▶ What the task requires
Return lines 1-3, the part that opens with the line containing "Task: segment each" and closes with the line containing "box: [184, 210, 201, 224]", reproduced character for character.

▶ Data records

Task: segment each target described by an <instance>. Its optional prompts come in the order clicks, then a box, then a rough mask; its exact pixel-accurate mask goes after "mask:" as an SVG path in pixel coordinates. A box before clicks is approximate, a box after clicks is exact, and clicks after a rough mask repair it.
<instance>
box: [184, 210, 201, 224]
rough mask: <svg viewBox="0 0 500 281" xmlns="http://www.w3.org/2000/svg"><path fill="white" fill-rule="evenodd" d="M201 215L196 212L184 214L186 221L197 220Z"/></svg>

---

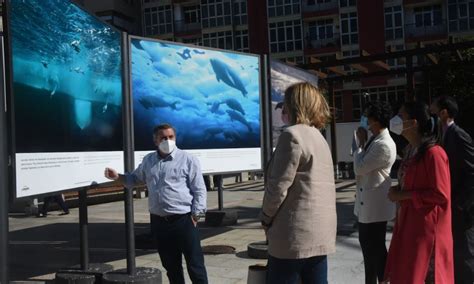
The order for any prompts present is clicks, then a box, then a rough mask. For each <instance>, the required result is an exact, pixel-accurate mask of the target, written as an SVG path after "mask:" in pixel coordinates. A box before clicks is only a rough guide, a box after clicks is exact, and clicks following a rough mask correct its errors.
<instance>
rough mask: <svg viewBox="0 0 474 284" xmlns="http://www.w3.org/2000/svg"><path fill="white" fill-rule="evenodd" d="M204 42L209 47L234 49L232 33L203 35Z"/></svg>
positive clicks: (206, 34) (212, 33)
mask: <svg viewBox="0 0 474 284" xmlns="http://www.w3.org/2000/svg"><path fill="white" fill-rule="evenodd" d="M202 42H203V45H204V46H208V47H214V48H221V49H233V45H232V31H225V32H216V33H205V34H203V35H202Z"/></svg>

--

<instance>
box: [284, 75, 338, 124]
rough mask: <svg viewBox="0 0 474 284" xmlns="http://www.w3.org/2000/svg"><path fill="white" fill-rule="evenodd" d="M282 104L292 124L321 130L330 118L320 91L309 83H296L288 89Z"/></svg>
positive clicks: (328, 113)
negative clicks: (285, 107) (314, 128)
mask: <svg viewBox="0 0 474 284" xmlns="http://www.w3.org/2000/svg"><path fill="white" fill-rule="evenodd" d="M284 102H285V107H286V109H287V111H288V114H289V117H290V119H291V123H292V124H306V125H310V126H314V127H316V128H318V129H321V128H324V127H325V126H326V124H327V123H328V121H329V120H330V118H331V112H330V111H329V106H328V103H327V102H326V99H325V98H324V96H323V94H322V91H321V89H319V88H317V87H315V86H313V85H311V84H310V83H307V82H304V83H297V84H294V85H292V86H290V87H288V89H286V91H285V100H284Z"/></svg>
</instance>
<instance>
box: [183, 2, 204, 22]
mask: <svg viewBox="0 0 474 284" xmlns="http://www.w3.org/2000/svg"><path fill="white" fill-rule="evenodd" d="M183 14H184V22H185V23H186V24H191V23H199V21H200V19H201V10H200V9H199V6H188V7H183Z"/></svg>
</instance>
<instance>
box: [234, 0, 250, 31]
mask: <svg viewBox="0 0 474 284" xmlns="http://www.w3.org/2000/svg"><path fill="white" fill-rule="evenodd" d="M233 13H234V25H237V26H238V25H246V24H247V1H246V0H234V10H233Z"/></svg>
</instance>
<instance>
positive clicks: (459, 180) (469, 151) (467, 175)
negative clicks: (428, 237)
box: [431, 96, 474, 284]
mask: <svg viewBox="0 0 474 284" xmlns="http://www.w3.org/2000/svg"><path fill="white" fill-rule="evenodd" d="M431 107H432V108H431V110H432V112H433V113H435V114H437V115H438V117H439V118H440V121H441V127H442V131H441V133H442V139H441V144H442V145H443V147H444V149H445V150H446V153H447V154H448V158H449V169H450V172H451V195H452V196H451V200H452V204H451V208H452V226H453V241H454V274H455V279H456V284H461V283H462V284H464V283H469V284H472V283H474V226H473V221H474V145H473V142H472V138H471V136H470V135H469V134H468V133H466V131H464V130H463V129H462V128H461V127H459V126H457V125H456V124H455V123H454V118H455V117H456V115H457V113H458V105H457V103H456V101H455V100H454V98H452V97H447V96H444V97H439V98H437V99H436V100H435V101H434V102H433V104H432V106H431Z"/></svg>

▶ Output for this exercise
Task: segment each target described by an <instance>. Its optional prompts come in the order clicks, then a box, then a rough mask; its exact pixel-accurate mask goes after "mask:" as an SVG path in pixel coordinates. A box before clicks is approximate, a box after clicks is exact, and clicks after a rough mask repair it.
<instance>
box: [184, 210, 201, 224]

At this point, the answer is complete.